Your objective —
Below are records. Find each line in them that holds the word "jacket" and copy it.

Stored data section start

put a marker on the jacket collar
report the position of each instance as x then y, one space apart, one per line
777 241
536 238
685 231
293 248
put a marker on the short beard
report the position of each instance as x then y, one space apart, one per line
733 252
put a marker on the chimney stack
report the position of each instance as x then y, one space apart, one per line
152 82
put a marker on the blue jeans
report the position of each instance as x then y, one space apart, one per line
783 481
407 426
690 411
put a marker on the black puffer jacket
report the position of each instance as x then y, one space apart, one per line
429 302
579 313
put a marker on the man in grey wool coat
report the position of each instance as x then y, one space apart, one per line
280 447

Stored data section end
Stored data section start

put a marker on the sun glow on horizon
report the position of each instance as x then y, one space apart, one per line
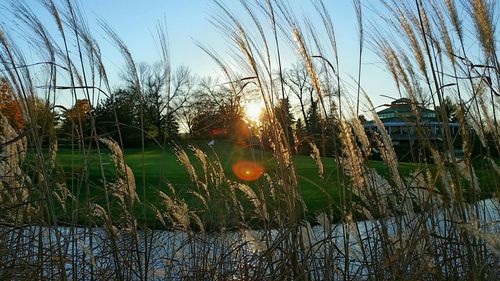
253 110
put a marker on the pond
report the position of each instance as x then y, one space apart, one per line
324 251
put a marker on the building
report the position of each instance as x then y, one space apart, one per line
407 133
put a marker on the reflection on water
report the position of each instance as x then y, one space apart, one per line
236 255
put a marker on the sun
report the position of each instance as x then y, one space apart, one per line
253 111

Stored data section end

Result of the task —
put a marker on the jacket collar
put a marker on the black puffer jacket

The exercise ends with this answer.